Exercises to complete:
A – List every city named in the Sundance trip post.
B – In the Sundance trip post, what is the name of the winter storm besieging Park City?
C – From the Sundance trip post, copy the passage from "My Southwest flight" up to and including "guy Robert Koehler.".

My Southwest flight to Salt Lake City and the Sundance Film Festival leaves tomorrow morning around 9 am, but due to a longish Las Vegas layover I won’t arrive at the Park Regency condo until 5 pm or so. Like last year, Hollywood Elsewhere is bunking at the Park Regency with World of Reel‘s Jordan Ruimy and seasoned film journo and festival guy Robert Koehler.
My first Sundance in 25…now 26 years without a press pass! I have a sacred duty to fulfill, of course. A duty to myself, the general “never say die” esprit de journalism and the intrepid tradition of Hollywood Elsewhere to fly my ass up there, put on the overcoat and the black cowboy hat, tromp through the snow (Park City is currently at 27 degrees and besieged by winter storm “Indra”) and see everything I can.

Contour labeling entries:
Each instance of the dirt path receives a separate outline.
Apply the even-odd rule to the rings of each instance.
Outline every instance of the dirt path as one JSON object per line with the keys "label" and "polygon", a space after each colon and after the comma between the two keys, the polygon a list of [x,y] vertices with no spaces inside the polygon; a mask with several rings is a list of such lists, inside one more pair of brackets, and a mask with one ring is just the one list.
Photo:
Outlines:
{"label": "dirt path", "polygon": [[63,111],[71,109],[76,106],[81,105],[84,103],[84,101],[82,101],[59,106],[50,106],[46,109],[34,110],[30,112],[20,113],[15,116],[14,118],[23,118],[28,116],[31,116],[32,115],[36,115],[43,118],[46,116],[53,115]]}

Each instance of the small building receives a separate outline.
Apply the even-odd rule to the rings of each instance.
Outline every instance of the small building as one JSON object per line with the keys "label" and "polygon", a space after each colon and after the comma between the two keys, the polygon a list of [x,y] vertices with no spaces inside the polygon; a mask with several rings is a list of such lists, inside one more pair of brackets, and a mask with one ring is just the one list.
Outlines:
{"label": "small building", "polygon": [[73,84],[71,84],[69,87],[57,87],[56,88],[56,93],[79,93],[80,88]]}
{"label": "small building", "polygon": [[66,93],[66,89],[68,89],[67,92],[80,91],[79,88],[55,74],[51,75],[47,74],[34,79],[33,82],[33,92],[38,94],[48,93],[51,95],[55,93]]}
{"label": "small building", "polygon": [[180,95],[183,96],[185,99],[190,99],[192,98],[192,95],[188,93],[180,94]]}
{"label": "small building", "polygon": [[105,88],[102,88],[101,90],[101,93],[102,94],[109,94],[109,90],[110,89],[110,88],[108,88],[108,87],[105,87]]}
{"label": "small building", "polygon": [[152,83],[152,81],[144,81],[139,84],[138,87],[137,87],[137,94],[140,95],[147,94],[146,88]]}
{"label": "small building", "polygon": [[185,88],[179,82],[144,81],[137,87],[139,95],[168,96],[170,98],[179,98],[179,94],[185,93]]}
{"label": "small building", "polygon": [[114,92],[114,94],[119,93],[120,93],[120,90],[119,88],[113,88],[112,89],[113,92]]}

Responses to the tasks:
A – Salt Lake City, Las Vegas, Park City

B – Indra

C –
My Southwest flight to Salt Lake City and the Sundance Film Festival leaves tomorrow morning around 9 am, but due to a longish Las Vegas layover I won’t arrive at the Park Regency condo until 5 pm or so. Like last year, Hollywood Elsewhere is bunking at the Park Regency with World of Reel‘s Jordan Ruimy and seasoned film journo and festival guy Robert Koehler.